§ **DOCUMENT EXCERPT**:

=== Section Start ===

When Curious Puppies Get Stuck
James R. Speiser, DVM, DABVP, CCRT
May 22, 2015
Dogs and cats have a tendency to stick their heads into places they should not. That perilous attribute of our furry friends has been the source of more than a few interesting stories! I often think of an experience that my wife (also a veterinarian) had early in her career that demonstrates this fact.
It was late on a Friday afternoon in April. Dr. Barnes was working in the treatment area where she was cleaning a patient’s ears. Suddenly, there was a lot of commotion in the waiting area and it was clear that a desperate emergency had arrived, evidenced by the gasps and assertive pleas for assistance. “You have to help him…he is going to suffocate, please help him.”
She quickly abandoned the ear cleaning and dashed to the waiting room to find a 4-week-old puppy that had his head stuck in a Mason jar, and was probably just as curious and surprised about all the commotion as Dr. Barnes was. After all, he could see everyone just fine, and was feeling content as he had successfully licked all the residual jelly from the inside of the jar. Being a small puppy, he did not have the neck strength to lift the jar and would resort to shoving the jar about the room clinking it into the walls and base cabinets.

=== Section End ===

§ **Stored items**:
=== Section Start ===

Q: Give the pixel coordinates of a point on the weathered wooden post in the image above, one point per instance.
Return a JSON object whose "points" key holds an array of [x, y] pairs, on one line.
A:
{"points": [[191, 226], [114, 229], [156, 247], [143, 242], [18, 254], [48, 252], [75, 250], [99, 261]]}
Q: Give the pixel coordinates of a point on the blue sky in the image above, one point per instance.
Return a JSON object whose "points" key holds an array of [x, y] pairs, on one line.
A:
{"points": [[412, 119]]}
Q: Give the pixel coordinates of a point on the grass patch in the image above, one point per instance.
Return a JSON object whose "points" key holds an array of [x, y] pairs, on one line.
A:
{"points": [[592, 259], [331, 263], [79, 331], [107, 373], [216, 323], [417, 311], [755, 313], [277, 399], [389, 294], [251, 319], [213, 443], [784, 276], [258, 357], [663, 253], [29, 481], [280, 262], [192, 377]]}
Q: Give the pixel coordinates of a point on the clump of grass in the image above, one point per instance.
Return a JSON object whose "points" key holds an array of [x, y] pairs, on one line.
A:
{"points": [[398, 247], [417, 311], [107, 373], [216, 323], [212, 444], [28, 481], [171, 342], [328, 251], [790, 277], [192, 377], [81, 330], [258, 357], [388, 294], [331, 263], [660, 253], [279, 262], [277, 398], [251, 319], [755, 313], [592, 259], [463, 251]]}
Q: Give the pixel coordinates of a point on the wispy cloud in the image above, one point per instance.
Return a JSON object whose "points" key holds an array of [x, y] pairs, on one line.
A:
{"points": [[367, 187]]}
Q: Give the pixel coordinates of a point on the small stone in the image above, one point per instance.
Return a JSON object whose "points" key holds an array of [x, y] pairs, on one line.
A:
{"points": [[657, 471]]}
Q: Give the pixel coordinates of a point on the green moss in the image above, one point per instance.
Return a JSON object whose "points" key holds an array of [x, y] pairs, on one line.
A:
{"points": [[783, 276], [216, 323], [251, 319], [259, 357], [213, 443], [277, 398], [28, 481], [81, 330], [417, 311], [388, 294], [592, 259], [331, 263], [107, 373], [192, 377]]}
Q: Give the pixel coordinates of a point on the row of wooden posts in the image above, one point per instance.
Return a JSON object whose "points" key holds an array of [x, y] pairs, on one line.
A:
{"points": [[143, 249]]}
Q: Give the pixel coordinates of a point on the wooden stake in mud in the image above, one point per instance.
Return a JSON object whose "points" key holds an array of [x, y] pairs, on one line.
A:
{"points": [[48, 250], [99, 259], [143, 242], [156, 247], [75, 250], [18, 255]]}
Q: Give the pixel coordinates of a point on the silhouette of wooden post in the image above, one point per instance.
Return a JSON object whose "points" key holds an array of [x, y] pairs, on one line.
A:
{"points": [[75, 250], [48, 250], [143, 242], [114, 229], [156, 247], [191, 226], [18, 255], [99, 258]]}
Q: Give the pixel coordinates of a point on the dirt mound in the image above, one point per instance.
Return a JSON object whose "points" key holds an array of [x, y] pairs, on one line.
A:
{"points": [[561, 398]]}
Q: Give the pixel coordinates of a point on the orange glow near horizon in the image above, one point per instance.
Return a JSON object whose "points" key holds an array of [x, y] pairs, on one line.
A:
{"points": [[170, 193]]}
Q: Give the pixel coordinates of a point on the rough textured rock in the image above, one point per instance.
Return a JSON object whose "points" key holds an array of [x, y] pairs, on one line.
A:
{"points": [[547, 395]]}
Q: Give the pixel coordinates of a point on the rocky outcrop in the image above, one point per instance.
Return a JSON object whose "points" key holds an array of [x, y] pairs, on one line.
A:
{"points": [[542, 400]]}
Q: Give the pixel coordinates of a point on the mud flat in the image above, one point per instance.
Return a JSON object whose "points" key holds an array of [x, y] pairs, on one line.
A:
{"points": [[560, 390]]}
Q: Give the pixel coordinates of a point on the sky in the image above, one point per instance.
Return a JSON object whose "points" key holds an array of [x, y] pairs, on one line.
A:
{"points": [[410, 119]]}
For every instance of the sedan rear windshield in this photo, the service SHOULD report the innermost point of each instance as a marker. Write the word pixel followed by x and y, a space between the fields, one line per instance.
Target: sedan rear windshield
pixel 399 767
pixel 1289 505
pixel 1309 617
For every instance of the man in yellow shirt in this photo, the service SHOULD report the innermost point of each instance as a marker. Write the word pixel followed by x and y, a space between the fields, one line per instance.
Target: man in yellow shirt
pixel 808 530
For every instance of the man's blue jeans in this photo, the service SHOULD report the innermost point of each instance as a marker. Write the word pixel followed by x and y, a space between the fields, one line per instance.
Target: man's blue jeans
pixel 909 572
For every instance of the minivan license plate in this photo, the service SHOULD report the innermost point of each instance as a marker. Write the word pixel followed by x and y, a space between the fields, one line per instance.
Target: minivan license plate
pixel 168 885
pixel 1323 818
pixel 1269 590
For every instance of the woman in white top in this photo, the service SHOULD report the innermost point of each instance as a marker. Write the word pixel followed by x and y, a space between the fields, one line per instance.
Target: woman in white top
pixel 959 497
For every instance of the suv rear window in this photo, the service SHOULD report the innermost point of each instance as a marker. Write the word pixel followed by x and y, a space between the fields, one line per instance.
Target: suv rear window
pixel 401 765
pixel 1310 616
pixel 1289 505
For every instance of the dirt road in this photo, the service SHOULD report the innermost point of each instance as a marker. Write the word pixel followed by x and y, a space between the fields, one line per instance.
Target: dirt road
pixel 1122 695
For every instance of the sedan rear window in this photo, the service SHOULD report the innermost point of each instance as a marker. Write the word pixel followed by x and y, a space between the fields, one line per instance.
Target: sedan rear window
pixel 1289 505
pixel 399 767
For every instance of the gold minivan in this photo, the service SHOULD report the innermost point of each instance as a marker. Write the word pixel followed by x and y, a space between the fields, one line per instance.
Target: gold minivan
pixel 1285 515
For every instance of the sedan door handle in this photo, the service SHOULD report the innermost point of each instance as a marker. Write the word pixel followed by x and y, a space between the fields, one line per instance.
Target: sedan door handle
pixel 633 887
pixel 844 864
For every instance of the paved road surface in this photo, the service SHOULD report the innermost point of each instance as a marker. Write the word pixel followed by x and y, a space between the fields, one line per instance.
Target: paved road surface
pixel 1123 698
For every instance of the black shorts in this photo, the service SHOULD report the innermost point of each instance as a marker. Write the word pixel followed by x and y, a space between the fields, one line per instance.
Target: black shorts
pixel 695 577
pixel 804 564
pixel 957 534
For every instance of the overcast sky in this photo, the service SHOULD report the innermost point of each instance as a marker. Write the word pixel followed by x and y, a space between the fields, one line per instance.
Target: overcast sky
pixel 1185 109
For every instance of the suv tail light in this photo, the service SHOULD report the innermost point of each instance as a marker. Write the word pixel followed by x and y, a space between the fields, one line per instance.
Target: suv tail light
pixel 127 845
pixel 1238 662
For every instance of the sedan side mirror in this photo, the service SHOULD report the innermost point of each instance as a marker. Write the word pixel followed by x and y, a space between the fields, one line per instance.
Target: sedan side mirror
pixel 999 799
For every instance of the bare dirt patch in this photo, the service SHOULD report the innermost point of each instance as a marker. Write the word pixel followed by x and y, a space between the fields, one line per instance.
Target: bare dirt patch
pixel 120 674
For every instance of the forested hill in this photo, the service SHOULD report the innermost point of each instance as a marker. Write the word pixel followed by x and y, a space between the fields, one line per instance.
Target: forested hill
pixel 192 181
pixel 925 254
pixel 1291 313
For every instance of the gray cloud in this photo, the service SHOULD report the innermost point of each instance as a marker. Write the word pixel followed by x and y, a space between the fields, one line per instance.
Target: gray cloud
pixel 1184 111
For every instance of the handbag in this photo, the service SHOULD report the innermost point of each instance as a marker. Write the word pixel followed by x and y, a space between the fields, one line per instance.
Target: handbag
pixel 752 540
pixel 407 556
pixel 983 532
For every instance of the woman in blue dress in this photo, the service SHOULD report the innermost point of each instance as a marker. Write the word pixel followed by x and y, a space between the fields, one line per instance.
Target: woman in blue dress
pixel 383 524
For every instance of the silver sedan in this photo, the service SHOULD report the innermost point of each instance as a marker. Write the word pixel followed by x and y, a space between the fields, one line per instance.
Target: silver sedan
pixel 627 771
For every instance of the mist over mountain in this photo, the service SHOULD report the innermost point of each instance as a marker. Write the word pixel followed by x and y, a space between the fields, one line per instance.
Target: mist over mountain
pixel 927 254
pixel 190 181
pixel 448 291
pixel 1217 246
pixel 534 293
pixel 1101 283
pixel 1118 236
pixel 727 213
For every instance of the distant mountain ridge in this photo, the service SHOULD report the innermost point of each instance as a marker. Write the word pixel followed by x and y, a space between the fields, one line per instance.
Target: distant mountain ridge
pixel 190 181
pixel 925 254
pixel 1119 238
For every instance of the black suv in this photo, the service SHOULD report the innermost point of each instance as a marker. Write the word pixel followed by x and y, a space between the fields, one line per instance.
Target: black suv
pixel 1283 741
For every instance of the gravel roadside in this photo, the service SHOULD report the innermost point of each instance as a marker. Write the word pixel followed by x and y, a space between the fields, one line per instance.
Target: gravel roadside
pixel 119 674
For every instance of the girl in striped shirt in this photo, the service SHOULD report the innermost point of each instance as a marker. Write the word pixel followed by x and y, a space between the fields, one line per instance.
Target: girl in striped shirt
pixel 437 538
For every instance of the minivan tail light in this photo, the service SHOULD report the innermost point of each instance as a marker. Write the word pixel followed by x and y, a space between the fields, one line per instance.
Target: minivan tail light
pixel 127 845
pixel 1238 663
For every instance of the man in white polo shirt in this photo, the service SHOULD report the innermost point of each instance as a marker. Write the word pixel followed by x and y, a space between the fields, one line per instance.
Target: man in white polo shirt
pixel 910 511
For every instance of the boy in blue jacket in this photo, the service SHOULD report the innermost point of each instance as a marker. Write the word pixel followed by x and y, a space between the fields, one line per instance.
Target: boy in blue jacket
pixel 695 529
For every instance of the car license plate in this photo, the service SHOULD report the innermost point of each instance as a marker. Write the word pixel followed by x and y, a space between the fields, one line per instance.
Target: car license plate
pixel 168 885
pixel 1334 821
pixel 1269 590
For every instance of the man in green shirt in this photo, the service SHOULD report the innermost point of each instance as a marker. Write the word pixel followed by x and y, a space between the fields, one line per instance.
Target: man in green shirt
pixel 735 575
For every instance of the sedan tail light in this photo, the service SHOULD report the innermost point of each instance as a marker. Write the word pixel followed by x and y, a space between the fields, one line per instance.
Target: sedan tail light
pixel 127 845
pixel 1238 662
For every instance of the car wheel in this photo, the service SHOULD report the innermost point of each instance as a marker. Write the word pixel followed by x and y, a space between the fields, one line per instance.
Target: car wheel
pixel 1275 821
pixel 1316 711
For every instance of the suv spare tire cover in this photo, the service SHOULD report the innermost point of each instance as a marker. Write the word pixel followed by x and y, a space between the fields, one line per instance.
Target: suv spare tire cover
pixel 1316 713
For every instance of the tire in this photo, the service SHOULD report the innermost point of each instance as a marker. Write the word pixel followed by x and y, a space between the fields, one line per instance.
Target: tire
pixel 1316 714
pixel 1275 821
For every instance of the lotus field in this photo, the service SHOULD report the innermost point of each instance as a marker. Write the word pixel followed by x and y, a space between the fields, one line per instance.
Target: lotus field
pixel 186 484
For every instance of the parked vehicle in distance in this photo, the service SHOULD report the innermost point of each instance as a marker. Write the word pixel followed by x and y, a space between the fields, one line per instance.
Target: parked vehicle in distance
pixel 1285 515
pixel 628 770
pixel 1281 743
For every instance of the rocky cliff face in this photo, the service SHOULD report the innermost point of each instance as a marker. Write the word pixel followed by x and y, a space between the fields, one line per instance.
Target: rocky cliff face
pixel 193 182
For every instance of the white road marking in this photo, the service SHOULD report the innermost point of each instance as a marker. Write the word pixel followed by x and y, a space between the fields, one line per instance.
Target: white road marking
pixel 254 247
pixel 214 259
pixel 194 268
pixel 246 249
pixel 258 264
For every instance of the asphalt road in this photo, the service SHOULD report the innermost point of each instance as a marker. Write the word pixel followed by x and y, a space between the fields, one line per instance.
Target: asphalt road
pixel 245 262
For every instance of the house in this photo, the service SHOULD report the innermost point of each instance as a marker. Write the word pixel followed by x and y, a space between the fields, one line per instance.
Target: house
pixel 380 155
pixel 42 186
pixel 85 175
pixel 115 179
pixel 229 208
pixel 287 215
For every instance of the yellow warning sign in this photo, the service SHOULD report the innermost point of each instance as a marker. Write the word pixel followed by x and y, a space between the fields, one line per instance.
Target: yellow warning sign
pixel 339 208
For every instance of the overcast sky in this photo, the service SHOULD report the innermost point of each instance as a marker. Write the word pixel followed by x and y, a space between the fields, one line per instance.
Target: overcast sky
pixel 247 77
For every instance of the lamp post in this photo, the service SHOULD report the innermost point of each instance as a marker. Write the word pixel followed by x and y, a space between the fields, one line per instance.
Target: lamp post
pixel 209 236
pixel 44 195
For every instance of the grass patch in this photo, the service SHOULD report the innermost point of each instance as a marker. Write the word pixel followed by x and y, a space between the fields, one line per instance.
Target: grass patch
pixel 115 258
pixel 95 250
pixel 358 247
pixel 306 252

=== Section End ===

Pick up the veterinary story about the puppy with its head stuck in a Mason jar, and continue it from its final sentence.

§ **EXPECTED ANSWER**:
Solutions to this desperate emergency were quickly offered by various technicians and staff members, which ranged from breaking the jar with a hammer so that he could breathe, to other potentially distasteful options. The concern and call for swift action to save this puppy was escalating up to a fever pitch. Voices once calm were now an octave higher in pitch and were now a concentration of emotional senseless noise. The puppy with its sugar high was excitedly pitching about the waiting room like a pinball clanking off of barriers with a high-pitched “ping.”
Dr. Barnes quickly gathered the patient off the floor with the neck and body in one hand, and the clear space helmet in the other. With mild traction and an audible “pop,” the puppies head was extracted from the Mason jar to the cheers and accolade of the gallery. Moments later, the elated client left for home with her puppy and intact Mason jar – all in a day’s work for a veterinarian.